Task description: Up to and including the line with "Flashcard task. Put a dot on each instance of the ornate", output the records exactly as they appear.

(Stored data entries)

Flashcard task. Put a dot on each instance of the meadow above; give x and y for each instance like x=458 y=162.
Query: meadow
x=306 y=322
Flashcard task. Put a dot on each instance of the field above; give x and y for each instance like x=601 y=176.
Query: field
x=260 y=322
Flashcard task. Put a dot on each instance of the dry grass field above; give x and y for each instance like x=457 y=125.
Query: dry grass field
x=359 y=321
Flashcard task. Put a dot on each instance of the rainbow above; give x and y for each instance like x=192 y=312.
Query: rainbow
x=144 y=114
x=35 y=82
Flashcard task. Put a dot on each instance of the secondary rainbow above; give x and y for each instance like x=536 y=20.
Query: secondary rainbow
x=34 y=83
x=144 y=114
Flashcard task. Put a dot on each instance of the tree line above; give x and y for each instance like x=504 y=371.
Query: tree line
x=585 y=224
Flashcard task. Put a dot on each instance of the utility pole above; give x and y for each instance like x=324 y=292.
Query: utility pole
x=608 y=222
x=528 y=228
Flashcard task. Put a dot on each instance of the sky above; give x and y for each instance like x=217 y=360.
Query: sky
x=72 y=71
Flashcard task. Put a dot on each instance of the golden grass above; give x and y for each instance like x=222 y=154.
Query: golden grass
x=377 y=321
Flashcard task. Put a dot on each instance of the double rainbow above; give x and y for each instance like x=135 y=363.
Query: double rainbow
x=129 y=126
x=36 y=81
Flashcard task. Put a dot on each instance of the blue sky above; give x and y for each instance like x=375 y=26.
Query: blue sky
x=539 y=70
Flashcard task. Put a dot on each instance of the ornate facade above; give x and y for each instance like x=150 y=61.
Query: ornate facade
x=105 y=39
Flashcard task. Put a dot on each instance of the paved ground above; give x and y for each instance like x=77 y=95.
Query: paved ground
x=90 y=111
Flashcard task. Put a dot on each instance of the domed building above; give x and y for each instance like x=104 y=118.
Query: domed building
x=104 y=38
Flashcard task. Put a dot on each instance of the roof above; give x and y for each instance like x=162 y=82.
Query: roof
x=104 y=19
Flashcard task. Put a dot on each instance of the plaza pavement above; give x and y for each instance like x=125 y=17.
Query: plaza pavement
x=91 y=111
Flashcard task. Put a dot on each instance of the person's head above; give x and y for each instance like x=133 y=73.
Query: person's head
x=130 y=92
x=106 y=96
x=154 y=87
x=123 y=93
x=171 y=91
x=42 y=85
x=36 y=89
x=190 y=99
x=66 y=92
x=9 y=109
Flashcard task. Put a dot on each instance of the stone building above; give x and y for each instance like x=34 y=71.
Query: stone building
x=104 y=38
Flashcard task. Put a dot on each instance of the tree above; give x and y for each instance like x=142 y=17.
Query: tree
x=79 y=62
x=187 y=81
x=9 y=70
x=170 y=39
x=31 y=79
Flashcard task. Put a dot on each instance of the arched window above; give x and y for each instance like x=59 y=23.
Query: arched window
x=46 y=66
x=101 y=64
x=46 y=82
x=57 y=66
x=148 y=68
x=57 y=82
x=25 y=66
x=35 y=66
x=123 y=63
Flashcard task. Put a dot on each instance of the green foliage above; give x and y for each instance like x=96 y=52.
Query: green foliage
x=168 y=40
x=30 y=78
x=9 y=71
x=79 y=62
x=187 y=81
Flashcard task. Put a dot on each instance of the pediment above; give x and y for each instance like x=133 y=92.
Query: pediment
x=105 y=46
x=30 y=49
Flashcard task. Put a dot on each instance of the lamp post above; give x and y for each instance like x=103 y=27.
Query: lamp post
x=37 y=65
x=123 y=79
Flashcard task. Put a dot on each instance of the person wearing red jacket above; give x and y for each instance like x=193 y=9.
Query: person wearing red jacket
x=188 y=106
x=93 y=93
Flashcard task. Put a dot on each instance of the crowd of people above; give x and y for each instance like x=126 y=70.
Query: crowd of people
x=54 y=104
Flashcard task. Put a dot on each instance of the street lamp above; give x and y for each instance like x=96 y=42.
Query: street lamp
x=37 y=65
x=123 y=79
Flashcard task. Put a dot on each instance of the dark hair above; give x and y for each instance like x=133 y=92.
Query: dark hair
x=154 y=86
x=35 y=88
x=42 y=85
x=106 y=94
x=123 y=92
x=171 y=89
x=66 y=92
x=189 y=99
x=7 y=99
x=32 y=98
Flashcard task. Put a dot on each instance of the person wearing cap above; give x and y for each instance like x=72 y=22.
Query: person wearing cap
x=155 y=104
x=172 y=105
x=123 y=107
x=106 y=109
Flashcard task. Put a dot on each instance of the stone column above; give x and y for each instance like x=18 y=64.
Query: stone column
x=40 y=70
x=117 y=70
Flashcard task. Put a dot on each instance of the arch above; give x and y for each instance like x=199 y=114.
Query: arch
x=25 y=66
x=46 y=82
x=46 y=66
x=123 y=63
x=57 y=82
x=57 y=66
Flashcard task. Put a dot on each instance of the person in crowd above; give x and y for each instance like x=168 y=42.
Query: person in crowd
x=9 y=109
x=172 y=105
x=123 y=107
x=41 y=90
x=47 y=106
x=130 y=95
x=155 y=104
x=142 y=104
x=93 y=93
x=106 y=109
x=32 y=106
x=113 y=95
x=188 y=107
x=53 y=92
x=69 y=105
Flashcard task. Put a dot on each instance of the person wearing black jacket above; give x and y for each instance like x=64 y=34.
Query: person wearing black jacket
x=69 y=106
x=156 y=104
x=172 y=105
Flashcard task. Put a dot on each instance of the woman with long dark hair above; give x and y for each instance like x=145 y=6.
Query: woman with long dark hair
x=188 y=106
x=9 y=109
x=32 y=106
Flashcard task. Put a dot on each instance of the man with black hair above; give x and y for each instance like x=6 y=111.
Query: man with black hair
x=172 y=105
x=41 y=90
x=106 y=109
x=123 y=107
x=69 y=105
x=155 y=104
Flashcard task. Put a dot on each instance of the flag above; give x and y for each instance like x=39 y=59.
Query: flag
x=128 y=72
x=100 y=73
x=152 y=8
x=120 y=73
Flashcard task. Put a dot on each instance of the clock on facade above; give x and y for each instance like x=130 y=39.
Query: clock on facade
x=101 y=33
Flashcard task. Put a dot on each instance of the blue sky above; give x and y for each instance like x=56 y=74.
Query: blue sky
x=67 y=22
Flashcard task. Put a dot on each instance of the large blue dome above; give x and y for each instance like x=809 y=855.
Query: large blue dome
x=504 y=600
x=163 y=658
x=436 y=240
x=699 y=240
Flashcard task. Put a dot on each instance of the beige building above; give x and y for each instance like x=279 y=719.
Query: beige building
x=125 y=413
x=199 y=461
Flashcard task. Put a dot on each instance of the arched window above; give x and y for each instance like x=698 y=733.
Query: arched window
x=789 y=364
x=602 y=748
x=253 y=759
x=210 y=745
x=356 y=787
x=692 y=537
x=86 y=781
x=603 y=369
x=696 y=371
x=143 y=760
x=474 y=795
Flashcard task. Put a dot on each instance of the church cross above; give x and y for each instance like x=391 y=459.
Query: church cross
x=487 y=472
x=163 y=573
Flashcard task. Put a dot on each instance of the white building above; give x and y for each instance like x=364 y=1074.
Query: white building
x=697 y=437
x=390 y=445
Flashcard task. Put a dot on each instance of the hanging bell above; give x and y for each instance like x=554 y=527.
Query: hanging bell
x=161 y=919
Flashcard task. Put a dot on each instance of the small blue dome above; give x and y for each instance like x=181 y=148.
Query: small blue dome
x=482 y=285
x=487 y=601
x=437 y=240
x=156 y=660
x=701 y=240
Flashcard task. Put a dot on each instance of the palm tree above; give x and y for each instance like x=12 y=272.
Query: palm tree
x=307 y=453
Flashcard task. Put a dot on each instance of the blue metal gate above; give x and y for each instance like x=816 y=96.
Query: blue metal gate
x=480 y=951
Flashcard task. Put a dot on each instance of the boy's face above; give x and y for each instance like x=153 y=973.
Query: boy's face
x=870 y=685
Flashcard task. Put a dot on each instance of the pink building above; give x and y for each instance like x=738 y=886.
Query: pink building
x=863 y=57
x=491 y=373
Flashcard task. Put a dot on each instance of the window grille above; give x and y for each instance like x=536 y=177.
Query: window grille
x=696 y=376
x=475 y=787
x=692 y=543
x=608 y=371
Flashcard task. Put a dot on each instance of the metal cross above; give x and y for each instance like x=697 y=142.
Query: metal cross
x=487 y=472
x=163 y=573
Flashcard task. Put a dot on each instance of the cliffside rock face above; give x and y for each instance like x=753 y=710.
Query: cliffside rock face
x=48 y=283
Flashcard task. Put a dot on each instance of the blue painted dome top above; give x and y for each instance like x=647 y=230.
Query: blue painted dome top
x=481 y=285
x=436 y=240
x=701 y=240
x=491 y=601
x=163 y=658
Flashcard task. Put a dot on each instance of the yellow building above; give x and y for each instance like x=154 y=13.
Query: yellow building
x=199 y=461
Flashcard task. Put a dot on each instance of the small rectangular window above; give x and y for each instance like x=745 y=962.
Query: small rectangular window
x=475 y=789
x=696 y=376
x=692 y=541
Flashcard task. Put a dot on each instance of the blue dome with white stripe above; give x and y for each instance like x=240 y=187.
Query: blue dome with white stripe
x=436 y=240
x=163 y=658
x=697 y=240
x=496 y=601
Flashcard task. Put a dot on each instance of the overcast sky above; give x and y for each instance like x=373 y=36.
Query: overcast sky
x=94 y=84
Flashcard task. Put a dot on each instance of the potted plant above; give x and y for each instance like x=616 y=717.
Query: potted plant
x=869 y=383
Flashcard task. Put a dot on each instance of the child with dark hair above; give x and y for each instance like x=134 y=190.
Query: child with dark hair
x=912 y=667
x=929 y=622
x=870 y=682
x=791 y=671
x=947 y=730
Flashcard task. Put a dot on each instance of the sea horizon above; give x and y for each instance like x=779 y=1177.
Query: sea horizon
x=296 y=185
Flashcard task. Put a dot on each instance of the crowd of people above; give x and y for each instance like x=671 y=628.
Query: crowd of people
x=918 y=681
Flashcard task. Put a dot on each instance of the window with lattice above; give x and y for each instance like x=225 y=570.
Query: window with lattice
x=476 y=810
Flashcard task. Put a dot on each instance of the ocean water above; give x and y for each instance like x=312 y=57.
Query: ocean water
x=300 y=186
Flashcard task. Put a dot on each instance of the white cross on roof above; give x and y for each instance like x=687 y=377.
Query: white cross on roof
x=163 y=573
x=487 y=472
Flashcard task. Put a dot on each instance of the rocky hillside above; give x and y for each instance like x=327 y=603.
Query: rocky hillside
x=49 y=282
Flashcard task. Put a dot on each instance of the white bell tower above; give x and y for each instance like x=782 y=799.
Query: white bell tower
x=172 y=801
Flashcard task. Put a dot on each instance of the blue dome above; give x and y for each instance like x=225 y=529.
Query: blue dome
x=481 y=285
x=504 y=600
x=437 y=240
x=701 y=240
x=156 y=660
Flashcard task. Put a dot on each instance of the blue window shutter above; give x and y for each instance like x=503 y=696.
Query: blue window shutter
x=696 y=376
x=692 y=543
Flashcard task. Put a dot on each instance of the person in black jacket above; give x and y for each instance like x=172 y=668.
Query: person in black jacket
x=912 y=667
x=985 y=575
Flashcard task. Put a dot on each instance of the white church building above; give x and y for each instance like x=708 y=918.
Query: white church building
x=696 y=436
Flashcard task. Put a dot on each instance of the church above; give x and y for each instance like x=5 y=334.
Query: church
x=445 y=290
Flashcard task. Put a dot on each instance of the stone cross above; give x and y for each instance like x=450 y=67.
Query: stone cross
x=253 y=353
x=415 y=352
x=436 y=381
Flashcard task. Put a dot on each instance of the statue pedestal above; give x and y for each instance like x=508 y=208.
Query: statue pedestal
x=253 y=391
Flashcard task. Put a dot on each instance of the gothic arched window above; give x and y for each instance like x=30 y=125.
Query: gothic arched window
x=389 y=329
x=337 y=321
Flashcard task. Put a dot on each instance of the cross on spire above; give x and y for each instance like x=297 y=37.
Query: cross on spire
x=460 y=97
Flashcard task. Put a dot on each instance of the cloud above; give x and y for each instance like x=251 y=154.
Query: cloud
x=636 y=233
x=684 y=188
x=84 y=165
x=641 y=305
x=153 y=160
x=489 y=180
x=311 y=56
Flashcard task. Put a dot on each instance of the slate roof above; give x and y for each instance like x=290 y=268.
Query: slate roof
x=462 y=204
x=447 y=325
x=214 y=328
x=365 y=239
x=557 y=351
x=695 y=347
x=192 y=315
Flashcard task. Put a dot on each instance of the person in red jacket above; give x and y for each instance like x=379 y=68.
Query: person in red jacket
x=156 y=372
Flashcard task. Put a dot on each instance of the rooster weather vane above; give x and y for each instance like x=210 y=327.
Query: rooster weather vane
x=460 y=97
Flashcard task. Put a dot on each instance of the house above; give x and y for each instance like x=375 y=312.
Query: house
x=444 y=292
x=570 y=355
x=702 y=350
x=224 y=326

Result:
Flashcard task. Put a dot on each instance of the meadow above; give x and y for each instance like x=458 y=162.
Query: meadow
x=306 y=322
Flashcard task. Put a dot on each instance of the field above; give x and y for each instance like x=601 y=176.
Query: field
x=260 y=322
Flashcard task. Put a dot on each instance of the dry grass field above; give x and y for each instance like x=457 y=125.
Query: dry grass field
x=359 y=321
Flashcard task. Put a dot on each instance of the rainbow above; give x and y for each instance like x=192 y=312.
Query: rainbow
x=144 y=114
x=35 y=82
Flashcard task. Put a dot on each instance of the secondary rainbow above; give x and y for each instance like x=536 y=20.
Query: secondary rainbow
x=34 y=83
x=144 y=114
Flashcard task. Put a dot on each instance of the tree line above; give x and y for each instance like x=504 y=371.
Query: tree line
x=585 y=224
Flashcard task. Put a dot on each instance of the utility pole above; give x and y for each instance like x=324 y=292.
Query: utility pole
x=608 y=222
x=528 y=228
Flashcard task. Put a dot on each instance of the sky above; give x and y for each instance like x=217 y=360.
Query: sky
x=72 y=71
Flashcard task. Put a dot on each instance of the golden grass above; give x and y for each instance like x=222 y=154.
Query: golden grass
x=377 y=321
Flashcard task. Put a dot on each instance of the double rainbow above; give x and y for each instance like x=135 y=363.
Query: double rainbow
x=129 y=126
x=36 y=81
Flashcard task. Put a dot on each instance of the blue sky above; give x and y for each instance like x=375 y=26.
Query: blue sky
x=539 y=70
Flashcard task. Put a dot on each instance of the ornate facade above; give x and y for each instance like x=150 y=61.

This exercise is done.